▶ Exercise brief: All entries that follow are to be printed exactly as written.

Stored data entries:
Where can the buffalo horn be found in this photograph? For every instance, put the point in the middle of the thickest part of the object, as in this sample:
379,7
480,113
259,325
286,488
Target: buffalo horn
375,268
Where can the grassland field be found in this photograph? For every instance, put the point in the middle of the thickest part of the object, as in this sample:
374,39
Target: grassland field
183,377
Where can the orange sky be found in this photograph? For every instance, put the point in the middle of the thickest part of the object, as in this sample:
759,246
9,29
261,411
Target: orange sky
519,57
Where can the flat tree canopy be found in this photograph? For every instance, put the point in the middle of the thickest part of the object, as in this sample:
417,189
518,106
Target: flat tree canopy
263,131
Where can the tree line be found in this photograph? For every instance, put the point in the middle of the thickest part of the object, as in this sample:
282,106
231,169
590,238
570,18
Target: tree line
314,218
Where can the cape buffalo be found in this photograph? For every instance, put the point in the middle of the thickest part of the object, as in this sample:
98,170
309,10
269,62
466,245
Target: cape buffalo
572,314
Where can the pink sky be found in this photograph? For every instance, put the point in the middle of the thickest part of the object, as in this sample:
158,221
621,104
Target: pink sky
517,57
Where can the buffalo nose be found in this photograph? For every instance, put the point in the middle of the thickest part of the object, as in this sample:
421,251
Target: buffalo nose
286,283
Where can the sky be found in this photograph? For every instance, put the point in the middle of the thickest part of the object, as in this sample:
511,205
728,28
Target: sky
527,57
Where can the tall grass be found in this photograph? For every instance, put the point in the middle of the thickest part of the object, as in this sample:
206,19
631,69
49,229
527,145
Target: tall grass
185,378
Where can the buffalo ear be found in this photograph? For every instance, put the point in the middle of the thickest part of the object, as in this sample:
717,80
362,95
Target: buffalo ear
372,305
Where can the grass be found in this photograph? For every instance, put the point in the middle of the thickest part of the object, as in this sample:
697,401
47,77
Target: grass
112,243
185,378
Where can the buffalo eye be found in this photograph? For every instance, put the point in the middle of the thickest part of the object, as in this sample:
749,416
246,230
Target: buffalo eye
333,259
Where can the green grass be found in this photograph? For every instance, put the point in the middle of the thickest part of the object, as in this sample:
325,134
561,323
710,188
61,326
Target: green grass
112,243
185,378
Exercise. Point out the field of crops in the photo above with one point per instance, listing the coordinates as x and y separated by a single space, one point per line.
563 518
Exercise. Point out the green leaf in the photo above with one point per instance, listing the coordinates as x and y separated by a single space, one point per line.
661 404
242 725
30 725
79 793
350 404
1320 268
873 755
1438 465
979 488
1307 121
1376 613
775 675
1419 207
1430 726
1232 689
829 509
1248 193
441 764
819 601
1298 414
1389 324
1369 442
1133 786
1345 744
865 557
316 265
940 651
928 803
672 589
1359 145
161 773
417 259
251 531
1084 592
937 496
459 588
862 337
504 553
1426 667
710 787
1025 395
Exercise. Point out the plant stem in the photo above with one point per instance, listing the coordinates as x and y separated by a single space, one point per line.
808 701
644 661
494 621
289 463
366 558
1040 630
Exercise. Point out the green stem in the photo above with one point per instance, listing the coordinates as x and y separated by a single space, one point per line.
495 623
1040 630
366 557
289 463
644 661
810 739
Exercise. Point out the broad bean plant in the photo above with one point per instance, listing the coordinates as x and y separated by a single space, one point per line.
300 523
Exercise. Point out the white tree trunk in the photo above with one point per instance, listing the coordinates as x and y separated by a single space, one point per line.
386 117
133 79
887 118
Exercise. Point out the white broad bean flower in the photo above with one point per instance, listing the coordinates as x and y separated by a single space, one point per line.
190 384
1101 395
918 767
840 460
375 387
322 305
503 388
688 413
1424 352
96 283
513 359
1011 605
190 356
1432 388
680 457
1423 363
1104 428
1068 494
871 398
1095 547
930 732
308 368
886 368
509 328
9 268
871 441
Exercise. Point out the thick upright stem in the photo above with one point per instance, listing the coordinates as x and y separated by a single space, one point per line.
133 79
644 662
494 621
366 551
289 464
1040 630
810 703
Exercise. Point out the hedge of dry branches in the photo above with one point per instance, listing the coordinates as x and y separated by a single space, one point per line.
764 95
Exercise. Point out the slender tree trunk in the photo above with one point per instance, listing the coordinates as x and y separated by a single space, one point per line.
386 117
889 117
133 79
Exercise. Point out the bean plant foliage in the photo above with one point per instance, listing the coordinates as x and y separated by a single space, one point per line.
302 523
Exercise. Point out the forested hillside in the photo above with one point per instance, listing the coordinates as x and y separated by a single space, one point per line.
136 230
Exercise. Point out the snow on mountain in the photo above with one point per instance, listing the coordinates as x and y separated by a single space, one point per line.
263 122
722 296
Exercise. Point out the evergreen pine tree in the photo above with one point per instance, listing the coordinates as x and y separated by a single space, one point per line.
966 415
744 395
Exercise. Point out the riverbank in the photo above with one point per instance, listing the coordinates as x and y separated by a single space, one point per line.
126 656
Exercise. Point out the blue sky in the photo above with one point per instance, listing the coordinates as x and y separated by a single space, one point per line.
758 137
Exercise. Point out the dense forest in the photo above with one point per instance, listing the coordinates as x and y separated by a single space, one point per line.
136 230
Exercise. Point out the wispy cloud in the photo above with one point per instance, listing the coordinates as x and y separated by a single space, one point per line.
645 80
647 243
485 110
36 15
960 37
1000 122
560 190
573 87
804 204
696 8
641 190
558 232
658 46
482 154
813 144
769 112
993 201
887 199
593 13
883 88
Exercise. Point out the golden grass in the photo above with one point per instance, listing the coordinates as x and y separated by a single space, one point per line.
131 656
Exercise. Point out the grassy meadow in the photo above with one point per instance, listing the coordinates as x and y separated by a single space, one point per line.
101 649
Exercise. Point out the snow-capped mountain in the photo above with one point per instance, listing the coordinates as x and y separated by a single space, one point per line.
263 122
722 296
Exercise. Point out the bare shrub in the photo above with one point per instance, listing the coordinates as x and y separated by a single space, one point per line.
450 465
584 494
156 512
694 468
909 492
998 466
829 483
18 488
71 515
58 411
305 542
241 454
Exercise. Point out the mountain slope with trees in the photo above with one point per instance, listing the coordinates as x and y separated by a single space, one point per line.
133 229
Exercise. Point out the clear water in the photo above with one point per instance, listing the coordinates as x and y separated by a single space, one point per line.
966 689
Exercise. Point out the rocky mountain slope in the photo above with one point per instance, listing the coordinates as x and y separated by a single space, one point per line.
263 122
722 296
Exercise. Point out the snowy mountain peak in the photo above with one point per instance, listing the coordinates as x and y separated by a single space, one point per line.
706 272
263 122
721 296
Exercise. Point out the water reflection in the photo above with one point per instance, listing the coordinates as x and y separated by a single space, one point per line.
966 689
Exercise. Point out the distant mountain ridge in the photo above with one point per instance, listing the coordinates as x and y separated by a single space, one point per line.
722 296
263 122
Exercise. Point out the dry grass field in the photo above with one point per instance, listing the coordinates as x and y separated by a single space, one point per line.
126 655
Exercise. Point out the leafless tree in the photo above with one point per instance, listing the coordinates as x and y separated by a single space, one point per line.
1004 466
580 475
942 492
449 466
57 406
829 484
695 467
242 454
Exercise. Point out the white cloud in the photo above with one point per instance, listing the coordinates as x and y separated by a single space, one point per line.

▶ Solution to the problem:
Where can the buffalo horn be found in this photograph? For every instance, put the point in the middle of the thickest part of the object, as in this sample:
379,7
480,113
259,325
286,488
Target: buffalo horn
375,268
Where can the grassland field be found in this photograph? For every instance, put the point in the middle of the thickest part of the object, as in this sample:
374,39
Target: grassland field
183,377
Where can the orange sky be found in this photograph? For every instance, put the point in the middle of the thickest part of the object, as in this sample:
759,246
9,29
261,411
Target: orange sky
519,57
Where can the flat tree canopy be found in this photograph? For every instance, put the point in the middle of the thickest part of the object, as in this sample:
417,189
518,106
Target: flat tree canopy
263,131
Where can the tree line be found in this photograph? For every instance, put the point in the middle of the thickest part of the object, as in this sample:
282,106
231,169
590,238
570,18
Target: tree line
314,218
Where can the cape buffalo be found in this photograph? For every instance, put the point in the middle of the thickest part of the object, as in this sample:
98,170
309,10
269,62
466,245
Target: cape buffalo
572,314
Where can the pink sky be found in this photograph? For every instance, put the point in the middle of the thickest part of the object, as in this sample:
158,221
621,104
Target: pink sky
517,57
Where can the buffalo nose be found in this photograph? For every instance, put the point in the middle of the thickest part of the object, as in this sample:
421,251
Target: buffalo nose
286,283
Where can the sky be found in this photograph? For every instance, put the point in the middle of the thickest part of the object, as in this sample:
511,205
728,28
Target: sky
527,57
Where can the tall grass be found in this photograph? For every instance, put the point in the middle of the thickest part of the object, as in this sample:
206,19
631,69
49,229
527,145
Target: tall grass
185,378
Where can the buffalo ear be found in this photograph? For every instance, put the point in the middle of the thickest part of the object, as in this sample:
717,80
362,95
Target: buffalo ear
372,305
Where can the grass be found in this photograph? For every instance, put the point in the middle of the thickest part of the object, as in this sample:
697,401
47,77
Target: grass
112,243
185,378
Where can the buffalo eye be found in this photograph? For every instance, put the point in the middle of the thickest part of the object, as in this sample:
749,416
246,230
Target: buffalo eye
333,259
Where can the green grass be found in this photograph? For every instance, put the point in the middle of the thickest part of the object, as in this sample:
325,134
561,323
710,188
61,326
Target: green grass
112,243
185,378
Exercise. Point out the field of crops in the photo above with one point per instance, listing the coordinates as x and y separated by a single space, one point per line.
563 518
Exercise. Point out the green leaf in the photo above with one point per instance, listing the coordinates as x and y separated by a single space, one point per line.
661 404
242 725
30 725
79 793
350 404
1320 268
873 755
1438 465
979 488
1307 121
1376 613
775 675
1419 207
1430 726
1232 689
829 509
1248 193
441 764
819 601
1298 414
1389 324
1369 442
1133 786
1345 744
865 557
316 265
940 651
928 803
672 589
1359 145
161 773
417 259
251 531
1084 592
937 496
459 588
862 337
504 553
1426 667
710 787
1025 395
Exercise. Point out the plant stem in the photo above with one point per instance, listing the coordinates as x and y separated by a single space, one point per line.
808 701
644 661
494 621
289 463
366 558
1040 630
Exercise. Point out the green stem in the photo above with one point per instance, listing the coordinates as x and y separated by a single space, one point per line.
495 623
1040 630
366 557
289 463
644 661
810 739
Exercise. Point out the broad bean plant in the photo above with one point per instance, listing the coordinates as x and y separated by a single space, one point per line.
300 523
Exercise. Point out the white tree trunk in the photo above with one point per instance, listing the coordinates as x and y separated by a single space, one point per line.
386 117
133 79
887 118
Exercise. Point out the white broad bean flower in the photo above with one point per instance, listing the coordinates as x and y separated by a single space, one point per line.
190 384
1101 395
918 767
840 460
375 387
322 305
503 388
688 413
1424 352
96 283
513 359
1011 605
190 356
1432 388
680 457
1423 363
1104 428
1068 494
871 398
1095 547
930 732
308 368
886 368
509 328
9 268
871 441
Exercise. Point out the thick upright stem in the photo above with one point per instance, listing the coordinates as x and y separated by a single space, one point per line.
133 79
644 662
494 621
366 551
289 464
1040 630
810 703
Exercise. Point out the hedge of dry branches in the photo above with one point per instance, listing the coordinates as x and y separated by a single space, one point per line.
764 95
Exercise. Point out the slender tree trunk in the photo above with one point per instance, listing the coordinates as x and y separated by a single space, one point per line.
386 117
889 117
133 79
Exercise. Point out the bean plant foliage in the photo above with one point per instance, listing the coordinates as x and y separated by a single space, one point per line.
302 523
Exercise. Point out the forested hillside in the photo above with one point per instance, listing the coordinates as x and y separated by a single space, one point per line.
136 230
Exercise. Point out the snow on mountain in the photo above with one point per instance, listing the coordinates as x and y separated by a single space, one point per line.
263 122
722 296
Exercise. Point out the evergreen pine tree in the photo above with one point per instance, listing the coordinates as x and y separated by a single space, one point per line.
966 415
744 395
Exercise. Point out the riverbank in the photo above with one point per instance, listing the coordinates as x and y separated by a single space, one point per line.
126 656
Exercise. Point out the blue sky in the photo above with one point per instance, listing the coordinates as x and y separated by a single space, one point per line.
758 137
Exercise. Point out the dense forest in the photo above with one point per instance, listing the coordinates as x and y separated by a single space, one point per line.
136 230
Exercise. Point out the wispy cloud in the photo above with one point per instance, listing the coordinates as x and y separated by a single space, one point per line.
645 80
647 243
485 110
36 15
960 37
1000 122
560 190
573 87
804 204
696 8
641 190
558 232
658 46
482 154
813 144
769 112
993 201
887 199
593 13
883 88
Exercise. Point out the golden grass in the photo above with one point per instance, listing the coordinates as x and y separated by a single space, one point per line.
131 656
Exercise. Point out the grassy meadow in the photo above with one point per instance, listing the coordinates as x and y separated by a single space, one point per line.
101 649
Exercise. Point out the snow-capped mountain in the photo above with one point per instance, listing the coordinates as x and y separated by a single space, one point per line.
263 122
722 296
Exercise. Point out the bare shrub in the photo above with one point per instance, listing the coordinates as x and y separated by a single space, one point per line.
450 465
584 494
156 512
694 468
909 492
998 466
829 483
18 488
71 515
58 411
305 542
241 454
Exercise. Point out the mountain slope with trees in the photo above with one point per instance, listing the coordinates as x and y separated by a single space, one point per line.
133 229
Exercise. Point out the clear water in the photo above with one point per instance, listing the coordinates as x and y separated by a single space, one point per line.
966 689
Exercise. Point out the rocky mountain slope in the photo above with one point per instance, listing the coordinates as x and y separated by a single space, one point per line.
263 122
722 296
Exercise. Point out the snowy mountain peak in the photo above with one point per instance, listing the coordinates as x and y separated by a single space, one point per line.
706 272
263 122
721 296
Exercise. Point out the water reflection in the photo above with one point per instance, listing the coordinates as x and y separated by a single space, one point per line.
966 689
Exercise. Point out the distant mountain ridge in the photo above with one point per instance, listing the coordinates as x and y separated by a single space, one point per line.
722 296
263 122
Exercise. Point out the dry grass field in the photo above with one point per instance, listing the coordinates as x and y separated by a single space, one point per line.
126 655
Exercise. Point out the leafless tree in the photo above with one point per instance, listing the coordinates as x and y separated by a single space, one point per line.
1004 466
580 475
942 492
449 466
57 406
829 484
695 467
242 454
Exercise. Point out the white cloud in the photo above with one point per instance, listing the coordinates as x and y separated by a single space, one point per line.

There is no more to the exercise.